*** Data shown

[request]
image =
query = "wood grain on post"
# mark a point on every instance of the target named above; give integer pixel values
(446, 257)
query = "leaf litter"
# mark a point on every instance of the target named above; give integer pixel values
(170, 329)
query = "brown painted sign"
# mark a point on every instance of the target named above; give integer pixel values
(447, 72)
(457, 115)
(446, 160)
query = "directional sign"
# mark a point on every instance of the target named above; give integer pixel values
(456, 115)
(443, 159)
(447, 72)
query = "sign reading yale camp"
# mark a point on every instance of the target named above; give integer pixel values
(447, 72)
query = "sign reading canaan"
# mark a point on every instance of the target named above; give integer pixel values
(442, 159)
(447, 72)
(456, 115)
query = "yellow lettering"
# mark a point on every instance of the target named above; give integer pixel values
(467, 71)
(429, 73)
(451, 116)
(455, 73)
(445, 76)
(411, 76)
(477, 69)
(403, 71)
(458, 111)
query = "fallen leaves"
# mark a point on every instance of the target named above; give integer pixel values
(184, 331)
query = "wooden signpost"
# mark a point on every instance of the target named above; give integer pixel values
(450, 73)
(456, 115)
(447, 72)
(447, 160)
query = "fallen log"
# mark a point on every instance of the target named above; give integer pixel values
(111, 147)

******

Copy every line of the records, leaving nothing out.

[request]
image =
query = "wood grain on post"
# mark a point on every instance of the target named above; give integer pixel values
(446, 257)
query = "leaf litter"
# mark a point on every instance of the target named above; give integer pixel values
(170, 329)
query = "brown painted sign"
# mark a point on every instance of the target named above; give integer pixel values
(447, 72)
(457, 115)
(446, 160)
query = "directional sign"
# mark a point on every instance of the target named above; give integer pixel values
(456, 115)
(443, 159)
(447, 72)
query = "sign reading yale camp"
# mark a point on every instance of the target named above; give integer pixel values
(447, 72)
query = "sign reading canaan"
# mark a point on every instance of the target named above; give integer pixel values
(442, 159)
(447, 72)
(456, 115)
query = "yellow lettering"
# mark a point on every instance of the target named above; give integer pixel values
(467, 71)
(429, 73)
(451, 116)
(455, 73)
(445, 76)
(411, 76)
(477, 69)
(403, 71)
(458, 111)
query = "fallen leaves"
# mark a point on every instance of the target named above; give integer pixel values
(184, 331)
query = "wooden signpost"
# mark a point on every instance of the target named above; give integer pixel values
(450, 73)
(456, 115)
(447, 72)
(447, 160)
query = "fallen log"
# mark a point on every instance of the target named above; give integer pixel values
(111, 147)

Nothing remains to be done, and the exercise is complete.